Pourriez-vous prolonger l'extrait sur l'approche des petits pas face aux crises actuelles, en partant juste après sa dernière phrase ?
++++ Extrait source ++++
Face aux crises actuelles, qu’elles soient environnementales, sociales ou politiques, l’approche des petits pas est-elle préférable, ou faut-il bousculer pour changer les choses? À cette question posée par l’auditoire, Lucien Bouchard a répondu que les petits pas ne seraient pas une approche appropriée pour les grandes décisions. «En environnement, a-t-il affirmé, il y a des électrochocs à prendre. Pour les grandes décisions, il faut des orientations claires.» Sophie Brochu a souligné, pour sa part, que l’heure est aux grandes décisions économiques au Québec. «Je pense que nous avons besoin de plus de petits pas dans l’univers social, le temps de rééquilibrer tout ça.»
++++ Données brutes ++++
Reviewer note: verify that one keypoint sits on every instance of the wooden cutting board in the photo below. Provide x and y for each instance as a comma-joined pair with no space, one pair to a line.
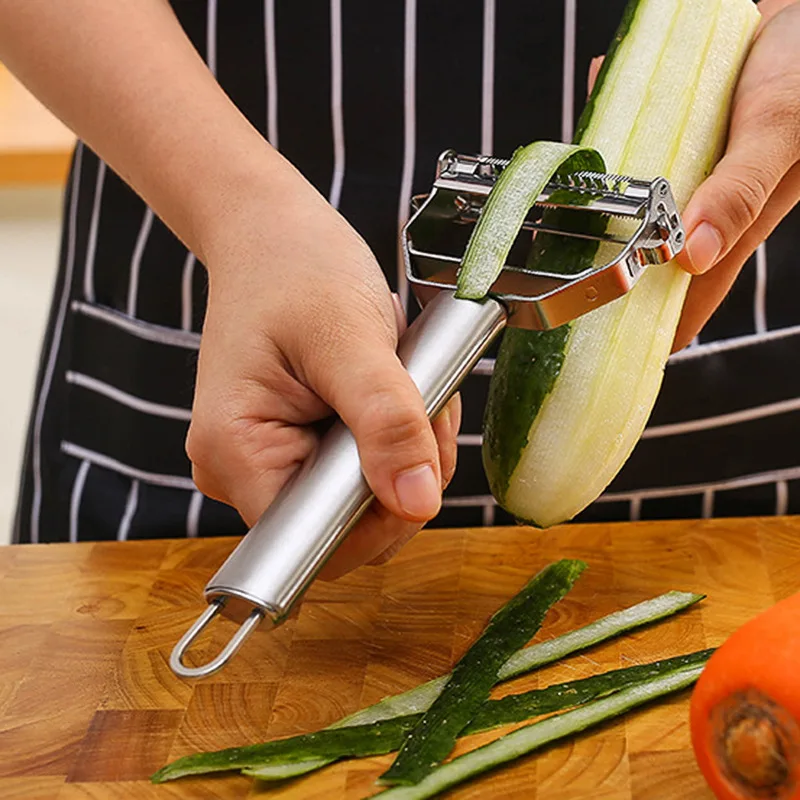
89,707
++++
> [Résultat de l'exercice]:
Pour une distribution plus équitable des richesses
Une des questions de l’auditoire portait sur le renforcement de la résilience dans les communautés. Comme solution, l’ancienne directrice générale d’Hydro-Québec a plaidé en faveur d’une distribution plus équitable des richesses, en ajoutant «si on était plus sensibles». «Je pense, a-t-elle expliqué, qu’il faut ramener au centre de la conversation la question de l’inéquité, des disparités. Toutes les crises ont été créées par les riches. Quand on pense aux changements climatiques et autres, si vous êtes étudiant avec des revenus modestes, ce n’est pas vous qui êtes responsable des problèmes.»
Selon l’ancien premier ministre, «nous sommes en train de creuser un fossé épouvantable entre les classes défavorisées et la classe moyenne». «C’est là qu’apparaît le rôle des dirigeants politiques, a-t-il poursuivi. Au Québec, les gouvernements sociaux-démocrates ont créé des programmes sociaux pour combler l’écart, tels que les impôts pondérés selon le revenu, l’assurance médicaments, l’équité salariale, les garderies.»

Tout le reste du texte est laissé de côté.